> [SUPPLIED MATERIAL]

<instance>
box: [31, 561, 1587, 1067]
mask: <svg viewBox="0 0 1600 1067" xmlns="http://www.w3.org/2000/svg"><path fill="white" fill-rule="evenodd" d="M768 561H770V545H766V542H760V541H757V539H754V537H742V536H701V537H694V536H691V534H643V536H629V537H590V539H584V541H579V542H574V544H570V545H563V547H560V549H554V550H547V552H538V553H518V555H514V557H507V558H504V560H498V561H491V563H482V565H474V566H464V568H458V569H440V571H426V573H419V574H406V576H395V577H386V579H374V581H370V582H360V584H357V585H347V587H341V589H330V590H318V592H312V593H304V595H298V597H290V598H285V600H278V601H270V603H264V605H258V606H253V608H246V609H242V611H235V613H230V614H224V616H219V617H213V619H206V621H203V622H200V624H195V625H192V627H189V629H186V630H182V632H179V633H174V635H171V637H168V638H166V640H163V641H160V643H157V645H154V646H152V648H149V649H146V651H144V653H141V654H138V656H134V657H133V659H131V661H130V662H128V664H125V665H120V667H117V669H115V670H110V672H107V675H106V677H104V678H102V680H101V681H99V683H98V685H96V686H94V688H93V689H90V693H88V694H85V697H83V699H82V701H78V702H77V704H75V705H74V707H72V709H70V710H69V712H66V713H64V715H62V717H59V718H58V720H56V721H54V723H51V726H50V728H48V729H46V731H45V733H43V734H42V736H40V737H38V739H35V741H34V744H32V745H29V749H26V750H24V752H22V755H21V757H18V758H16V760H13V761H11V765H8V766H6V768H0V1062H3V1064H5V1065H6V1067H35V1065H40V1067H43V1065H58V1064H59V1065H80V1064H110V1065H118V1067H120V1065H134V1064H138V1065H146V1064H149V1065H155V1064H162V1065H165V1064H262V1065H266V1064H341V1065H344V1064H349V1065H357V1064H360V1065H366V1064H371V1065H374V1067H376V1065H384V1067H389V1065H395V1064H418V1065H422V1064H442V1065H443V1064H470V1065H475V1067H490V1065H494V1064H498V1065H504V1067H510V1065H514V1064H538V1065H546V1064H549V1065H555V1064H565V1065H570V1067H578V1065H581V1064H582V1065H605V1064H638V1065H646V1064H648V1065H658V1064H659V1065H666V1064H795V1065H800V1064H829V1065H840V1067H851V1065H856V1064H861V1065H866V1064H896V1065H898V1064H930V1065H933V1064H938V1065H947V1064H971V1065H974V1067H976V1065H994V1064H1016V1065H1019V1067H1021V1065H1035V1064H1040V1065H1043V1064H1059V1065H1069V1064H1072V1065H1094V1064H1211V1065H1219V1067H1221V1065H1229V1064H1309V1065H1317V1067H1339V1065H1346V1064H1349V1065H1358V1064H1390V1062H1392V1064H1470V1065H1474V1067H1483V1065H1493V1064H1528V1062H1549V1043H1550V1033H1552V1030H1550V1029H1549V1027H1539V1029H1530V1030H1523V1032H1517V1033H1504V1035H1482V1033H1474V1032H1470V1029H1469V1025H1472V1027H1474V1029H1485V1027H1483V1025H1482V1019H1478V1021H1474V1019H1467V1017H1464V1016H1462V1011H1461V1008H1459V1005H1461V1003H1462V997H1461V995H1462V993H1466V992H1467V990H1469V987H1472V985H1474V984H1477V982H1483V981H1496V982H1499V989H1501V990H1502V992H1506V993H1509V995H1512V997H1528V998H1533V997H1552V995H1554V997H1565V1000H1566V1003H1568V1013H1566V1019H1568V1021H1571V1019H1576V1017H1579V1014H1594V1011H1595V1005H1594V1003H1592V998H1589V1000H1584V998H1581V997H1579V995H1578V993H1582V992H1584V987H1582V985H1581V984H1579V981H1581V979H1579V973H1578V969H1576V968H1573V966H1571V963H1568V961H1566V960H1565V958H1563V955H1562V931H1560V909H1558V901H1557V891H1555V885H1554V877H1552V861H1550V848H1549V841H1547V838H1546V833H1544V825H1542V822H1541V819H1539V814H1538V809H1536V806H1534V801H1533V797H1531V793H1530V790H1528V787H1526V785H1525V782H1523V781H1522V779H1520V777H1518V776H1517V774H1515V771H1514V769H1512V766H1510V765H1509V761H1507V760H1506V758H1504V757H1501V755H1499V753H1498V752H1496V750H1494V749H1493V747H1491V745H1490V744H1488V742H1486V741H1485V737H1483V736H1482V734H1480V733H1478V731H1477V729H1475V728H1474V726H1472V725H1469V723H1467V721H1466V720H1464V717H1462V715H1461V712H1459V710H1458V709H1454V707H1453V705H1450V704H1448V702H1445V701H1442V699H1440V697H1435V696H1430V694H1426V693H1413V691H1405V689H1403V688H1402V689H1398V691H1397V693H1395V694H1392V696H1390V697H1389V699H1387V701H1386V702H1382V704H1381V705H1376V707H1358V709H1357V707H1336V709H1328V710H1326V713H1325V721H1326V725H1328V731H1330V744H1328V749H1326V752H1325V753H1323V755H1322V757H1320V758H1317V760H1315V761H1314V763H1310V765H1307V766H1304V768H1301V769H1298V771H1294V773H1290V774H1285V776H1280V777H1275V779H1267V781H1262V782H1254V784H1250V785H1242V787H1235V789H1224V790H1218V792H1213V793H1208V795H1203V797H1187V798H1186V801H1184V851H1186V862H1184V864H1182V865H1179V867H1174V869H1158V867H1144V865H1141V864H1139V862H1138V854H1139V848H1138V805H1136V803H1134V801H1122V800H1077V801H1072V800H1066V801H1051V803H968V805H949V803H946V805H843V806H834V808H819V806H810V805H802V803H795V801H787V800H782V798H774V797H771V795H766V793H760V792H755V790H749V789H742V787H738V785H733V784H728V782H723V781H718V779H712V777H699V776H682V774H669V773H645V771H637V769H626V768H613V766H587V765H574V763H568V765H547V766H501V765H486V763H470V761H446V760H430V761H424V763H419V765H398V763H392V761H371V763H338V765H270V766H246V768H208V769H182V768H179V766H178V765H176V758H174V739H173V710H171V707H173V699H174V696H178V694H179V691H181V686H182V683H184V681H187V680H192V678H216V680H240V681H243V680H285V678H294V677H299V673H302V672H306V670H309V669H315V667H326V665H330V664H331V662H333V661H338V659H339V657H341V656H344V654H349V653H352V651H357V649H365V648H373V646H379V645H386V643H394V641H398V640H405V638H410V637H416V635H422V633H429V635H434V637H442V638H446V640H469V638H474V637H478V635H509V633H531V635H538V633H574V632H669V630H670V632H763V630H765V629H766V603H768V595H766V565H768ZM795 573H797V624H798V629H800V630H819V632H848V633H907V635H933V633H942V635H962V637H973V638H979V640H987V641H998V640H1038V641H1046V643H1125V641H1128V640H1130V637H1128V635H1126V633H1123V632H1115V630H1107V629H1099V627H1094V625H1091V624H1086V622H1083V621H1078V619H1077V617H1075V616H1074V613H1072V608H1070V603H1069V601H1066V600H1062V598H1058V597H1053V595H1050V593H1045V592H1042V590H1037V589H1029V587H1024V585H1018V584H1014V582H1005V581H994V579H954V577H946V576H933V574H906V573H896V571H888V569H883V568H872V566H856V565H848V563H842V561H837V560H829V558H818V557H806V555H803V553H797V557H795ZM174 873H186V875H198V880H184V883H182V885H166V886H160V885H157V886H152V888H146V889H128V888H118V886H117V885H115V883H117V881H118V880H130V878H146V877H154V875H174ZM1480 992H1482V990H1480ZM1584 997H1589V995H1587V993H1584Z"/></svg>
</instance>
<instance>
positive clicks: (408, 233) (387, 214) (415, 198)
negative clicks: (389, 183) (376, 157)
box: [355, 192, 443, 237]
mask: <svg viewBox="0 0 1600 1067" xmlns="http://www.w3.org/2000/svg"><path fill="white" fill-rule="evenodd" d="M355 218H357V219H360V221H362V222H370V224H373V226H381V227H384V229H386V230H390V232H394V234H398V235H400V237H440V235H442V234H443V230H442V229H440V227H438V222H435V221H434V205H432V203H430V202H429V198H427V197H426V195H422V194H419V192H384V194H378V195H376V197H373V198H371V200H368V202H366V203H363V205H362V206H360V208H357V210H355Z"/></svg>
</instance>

> [JOB] Find each line in the listing above that contains the string "clicks", and copy those lines out in full.

> [SOLUTION TO THIS EXERCISE]
positive clicks: (408, 233) (387, 214) (415, 198)
negative clicks: (389, 183) (376, 157)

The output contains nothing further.